WHAT YOU SHOULD DO:
Only one range belongs in the answer: the line holding "For practice, label the white" through the last line of the records, reproduced as is.

——

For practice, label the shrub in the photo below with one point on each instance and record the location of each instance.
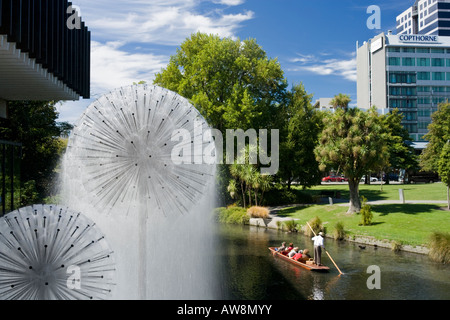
(316, 225)
(284, 196)
(366, 212)
(258, 212)
(339, 232)
(232, 215)
(439, 245)
(291, 225)
(396, 246)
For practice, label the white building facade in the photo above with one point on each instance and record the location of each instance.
(428, 17)
(410, 72)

——

RESULT OF THE TASK:
For practice, label the white building facade in the photo above with one point on each instance and record the location of each instance.
(428, 17)
(410, 72)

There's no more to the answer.